(Coordinate annotation entries)
****************

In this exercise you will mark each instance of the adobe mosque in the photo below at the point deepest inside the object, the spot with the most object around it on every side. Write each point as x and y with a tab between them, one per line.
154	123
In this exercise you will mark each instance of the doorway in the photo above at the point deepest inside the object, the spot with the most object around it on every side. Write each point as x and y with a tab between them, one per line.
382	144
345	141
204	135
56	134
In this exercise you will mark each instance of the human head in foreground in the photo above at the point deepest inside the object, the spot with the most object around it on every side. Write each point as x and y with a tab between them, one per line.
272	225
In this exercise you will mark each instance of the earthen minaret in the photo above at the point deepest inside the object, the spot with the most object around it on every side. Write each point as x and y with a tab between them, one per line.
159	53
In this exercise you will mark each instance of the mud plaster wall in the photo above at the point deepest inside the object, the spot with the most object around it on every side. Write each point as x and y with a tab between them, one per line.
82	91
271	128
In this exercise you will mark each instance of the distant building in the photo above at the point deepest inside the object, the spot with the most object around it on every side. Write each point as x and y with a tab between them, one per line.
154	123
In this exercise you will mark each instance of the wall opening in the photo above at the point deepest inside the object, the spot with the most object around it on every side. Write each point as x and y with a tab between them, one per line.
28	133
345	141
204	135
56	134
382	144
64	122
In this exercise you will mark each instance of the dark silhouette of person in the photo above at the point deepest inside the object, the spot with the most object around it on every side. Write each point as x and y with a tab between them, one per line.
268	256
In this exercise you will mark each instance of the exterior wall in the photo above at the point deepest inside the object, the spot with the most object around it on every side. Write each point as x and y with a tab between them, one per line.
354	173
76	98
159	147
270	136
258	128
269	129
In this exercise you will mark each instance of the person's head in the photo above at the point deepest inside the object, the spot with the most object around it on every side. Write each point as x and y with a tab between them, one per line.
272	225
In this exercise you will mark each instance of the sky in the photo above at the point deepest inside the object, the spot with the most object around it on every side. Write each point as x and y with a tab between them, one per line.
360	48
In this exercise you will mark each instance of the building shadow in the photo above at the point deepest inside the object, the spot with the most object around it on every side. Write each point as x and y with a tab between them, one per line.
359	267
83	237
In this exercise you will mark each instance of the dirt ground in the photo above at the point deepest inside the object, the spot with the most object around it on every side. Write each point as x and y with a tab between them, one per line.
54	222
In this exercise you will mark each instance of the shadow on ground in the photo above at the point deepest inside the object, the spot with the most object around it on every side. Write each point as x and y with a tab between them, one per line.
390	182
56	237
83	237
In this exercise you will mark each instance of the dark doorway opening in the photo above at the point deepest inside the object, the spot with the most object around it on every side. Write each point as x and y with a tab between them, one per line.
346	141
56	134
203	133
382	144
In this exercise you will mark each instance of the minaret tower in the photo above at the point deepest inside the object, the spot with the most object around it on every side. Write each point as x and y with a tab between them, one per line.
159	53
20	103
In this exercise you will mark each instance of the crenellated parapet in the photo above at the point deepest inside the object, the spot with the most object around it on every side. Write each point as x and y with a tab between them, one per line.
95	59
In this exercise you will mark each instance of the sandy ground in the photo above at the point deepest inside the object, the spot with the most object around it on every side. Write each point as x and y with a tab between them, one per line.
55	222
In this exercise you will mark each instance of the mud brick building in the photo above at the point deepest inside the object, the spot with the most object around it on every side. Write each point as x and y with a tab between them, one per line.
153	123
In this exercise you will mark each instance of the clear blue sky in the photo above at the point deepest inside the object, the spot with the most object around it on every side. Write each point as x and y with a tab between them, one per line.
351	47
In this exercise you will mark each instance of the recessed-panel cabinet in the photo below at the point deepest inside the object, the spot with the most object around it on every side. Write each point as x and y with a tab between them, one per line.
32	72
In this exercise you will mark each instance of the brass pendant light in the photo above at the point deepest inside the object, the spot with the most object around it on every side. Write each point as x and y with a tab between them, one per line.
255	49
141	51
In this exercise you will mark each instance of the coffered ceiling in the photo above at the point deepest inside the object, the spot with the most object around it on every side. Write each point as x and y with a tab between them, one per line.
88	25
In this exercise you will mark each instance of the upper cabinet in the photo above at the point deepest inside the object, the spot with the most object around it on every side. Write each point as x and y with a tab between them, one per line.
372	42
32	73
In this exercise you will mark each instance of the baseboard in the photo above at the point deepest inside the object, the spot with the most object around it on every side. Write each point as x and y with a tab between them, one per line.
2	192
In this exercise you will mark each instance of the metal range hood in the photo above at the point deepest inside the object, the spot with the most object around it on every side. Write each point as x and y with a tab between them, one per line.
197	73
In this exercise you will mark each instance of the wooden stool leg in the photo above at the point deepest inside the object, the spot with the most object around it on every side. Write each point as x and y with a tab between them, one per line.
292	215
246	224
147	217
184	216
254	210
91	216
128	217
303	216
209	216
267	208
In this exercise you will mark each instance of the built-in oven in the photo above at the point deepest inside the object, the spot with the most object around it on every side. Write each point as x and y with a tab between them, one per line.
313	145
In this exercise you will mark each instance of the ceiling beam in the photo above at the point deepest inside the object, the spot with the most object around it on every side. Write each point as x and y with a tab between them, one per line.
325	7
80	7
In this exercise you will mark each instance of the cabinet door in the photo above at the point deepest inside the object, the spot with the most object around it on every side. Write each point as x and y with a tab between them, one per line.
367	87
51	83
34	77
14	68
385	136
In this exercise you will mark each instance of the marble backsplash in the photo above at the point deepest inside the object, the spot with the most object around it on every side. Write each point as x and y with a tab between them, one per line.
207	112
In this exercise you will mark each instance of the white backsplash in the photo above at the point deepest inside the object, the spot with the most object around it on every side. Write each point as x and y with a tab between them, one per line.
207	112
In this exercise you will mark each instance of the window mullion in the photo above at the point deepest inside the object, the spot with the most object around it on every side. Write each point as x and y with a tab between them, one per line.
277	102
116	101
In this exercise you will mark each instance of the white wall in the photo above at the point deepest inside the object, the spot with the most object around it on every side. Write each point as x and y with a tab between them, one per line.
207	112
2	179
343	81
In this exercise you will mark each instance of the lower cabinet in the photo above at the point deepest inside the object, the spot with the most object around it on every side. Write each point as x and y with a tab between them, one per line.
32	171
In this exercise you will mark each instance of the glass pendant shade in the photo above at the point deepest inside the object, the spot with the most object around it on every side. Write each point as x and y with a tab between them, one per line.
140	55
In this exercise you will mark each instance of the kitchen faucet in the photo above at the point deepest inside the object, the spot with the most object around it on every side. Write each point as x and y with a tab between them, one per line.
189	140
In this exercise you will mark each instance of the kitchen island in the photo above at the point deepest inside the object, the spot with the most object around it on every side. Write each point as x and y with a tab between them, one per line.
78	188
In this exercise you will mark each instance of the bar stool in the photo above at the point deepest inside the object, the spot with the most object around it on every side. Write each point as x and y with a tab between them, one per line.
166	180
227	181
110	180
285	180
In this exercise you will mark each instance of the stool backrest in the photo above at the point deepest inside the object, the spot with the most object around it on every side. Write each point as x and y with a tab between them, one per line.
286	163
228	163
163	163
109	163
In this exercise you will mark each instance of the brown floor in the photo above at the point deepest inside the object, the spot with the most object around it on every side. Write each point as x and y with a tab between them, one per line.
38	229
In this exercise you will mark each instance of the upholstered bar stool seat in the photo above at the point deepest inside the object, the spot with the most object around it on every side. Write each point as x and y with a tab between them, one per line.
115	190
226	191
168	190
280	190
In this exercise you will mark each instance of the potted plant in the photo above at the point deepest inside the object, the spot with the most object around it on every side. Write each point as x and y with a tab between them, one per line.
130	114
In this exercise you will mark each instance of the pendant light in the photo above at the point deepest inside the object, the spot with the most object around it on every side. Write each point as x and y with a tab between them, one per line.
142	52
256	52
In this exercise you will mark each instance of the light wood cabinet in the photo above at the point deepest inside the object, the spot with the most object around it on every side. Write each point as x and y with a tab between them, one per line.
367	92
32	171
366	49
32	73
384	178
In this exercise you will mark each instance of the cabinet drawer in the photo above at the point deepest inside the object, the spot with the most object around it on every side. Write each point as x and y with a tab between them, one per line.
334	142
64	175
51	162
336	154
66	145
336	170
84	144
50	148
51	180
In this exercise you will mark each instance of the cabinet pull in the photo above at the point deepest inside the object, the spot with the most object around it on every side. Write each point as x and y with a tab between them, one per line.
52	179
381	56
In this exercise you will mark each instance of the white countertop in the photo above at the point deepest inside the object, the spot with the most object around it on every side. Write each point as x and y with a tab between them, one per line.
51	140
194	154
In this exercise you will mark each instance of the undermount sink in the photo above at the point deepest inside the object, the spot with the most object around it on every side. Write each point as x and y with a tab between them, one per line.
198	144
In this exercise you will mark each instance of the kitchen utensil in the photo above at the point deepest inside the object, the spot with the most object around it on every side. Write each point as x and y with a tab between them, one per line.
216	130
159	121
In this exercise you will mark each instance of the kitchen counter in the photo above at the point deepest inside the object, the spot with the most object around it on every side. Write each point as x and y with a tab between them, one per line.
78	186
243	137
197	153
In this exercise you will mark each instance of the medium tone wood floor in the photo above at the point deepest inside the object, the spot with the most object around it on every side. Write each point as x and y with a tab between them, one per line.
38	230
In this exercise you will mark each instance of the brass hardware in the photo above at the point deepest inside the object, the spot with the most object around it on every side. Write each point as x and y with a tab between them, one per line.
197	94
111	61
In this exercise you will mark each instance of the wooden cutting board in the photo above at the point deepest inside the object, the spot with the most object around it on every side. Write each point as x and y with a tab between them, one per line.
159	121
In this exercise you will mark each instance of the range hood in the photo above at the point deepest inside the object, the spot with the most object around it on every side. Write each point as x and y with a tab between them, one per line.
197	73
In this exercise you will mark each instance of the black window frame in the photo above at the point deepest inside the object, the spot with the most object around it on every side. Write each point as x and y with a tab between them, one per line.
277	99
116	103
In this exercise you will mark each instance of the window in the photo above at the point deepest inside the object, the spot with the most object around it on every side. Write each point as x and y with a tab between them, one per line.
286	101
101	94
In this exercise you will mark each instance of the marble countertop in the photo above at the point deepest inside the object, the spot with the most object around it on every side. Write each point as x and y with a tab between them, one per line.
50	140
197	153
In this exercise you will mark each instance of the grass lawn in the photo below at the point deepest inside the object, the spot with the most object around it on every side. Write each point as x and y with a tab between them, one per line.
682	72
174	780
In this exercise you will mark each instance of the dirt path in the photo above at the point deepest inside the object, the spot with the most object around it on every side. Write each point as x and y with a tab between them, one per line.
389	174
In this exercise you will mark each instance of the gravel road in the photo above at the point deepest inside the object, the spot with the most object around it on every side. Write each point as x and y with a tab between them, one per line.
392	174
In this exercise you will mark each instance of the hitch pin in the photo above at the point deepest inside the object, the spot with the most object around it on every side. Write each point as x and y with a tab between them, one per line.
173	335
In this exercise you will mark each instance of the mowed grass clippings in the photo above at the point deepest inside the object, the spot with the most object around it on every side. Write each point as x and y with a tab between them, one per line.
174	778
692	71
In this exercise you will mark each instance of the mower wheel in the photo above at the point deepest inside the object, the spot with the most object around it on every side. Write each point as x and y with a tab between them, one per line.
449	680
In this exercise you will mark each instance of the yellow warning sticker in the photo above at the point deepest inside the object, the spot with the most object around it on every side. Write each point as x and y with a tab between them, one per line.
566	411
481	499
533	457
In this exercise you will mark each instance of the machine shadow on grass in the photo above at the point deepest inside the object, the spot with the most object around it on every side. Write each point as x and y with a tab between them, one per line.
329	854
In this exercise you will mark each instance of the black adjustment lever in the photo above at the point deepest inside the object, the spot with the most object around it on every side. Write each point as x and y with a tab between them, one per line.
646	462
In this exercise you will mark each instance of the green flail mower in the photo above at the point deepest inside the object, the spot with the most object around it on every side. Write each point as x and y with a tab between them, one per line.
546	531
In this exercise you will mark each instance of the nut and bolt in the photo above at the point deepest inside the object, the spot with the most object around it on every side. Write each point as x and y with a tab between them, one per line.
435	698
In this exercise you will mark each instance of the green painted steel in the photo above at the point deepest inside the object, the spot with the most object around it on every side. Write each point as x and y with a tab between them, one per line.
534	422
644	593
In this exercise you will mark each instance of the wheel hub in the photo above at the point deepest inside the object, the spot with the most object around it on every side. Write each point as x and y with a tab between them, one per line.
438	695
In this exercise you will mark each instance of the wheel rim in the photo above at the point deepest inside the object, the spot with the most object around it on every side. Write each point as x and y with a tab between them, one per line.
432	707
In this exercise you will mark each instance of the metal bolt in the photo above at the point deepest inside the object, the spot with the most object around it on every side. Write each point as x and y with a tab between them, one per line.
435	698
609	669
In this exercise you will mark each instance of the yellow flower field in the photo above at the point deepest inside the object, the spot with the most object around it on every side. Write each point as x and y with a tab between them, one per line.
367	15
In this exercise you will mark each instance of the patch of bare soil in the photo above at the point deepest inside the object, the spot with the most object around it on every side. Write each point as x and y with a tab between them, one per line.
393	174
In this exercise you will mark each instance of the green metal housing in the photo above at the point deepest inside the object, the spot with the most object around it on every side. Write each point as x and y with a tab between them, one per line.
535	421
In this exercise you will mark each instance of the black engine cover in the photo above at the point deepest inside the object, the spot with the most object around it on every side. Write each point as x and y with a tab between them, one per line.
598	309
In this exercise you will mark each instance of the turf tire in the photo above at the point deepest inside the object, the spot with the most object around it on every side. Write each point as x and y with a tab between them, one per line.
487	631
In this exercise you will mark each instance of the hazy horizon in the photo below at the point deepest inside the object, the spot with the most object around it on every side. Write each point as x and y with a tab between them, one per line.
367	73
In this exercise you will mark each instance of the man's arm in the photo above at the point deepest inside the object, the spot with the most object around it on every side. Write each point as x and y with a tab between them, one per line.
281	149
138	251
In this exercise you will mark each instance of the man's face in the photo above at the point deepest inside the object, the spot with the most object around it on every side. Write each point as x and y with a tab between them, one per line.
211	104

****************

Problem
Write the lines out exactly, from the one with "In this exercise you will mark each instance of the turf" down to the last line of the listing, and leave out all others.

Result of this task
In this exercise you will mark each instance of the turf tire in the photo above at the point deepest inside the object, the spot with the most object around it on every side. Write each point as x and y with a tab between them, one per line.
487	631
In this exercise you will mark each instance of the hazy horizon in the photo below at the point deepest inside the object, the spot with the most object around it on every side. Write each point as x and y with a tab between them, one per line.
367	73
In this exercise you will mark each instance of the man's arm in the photo above at the point deepest inside the object, the spot with the most object around it on every side. Write each point as x and y with a tab between them, one per line.
281	149
138	251
In this exercise you will mark each instance of the man's face in the photo above at the point deepest inside the object, the spot with the most object around it on every side. Write each point as x and y with a tab between them, one per line.
211	104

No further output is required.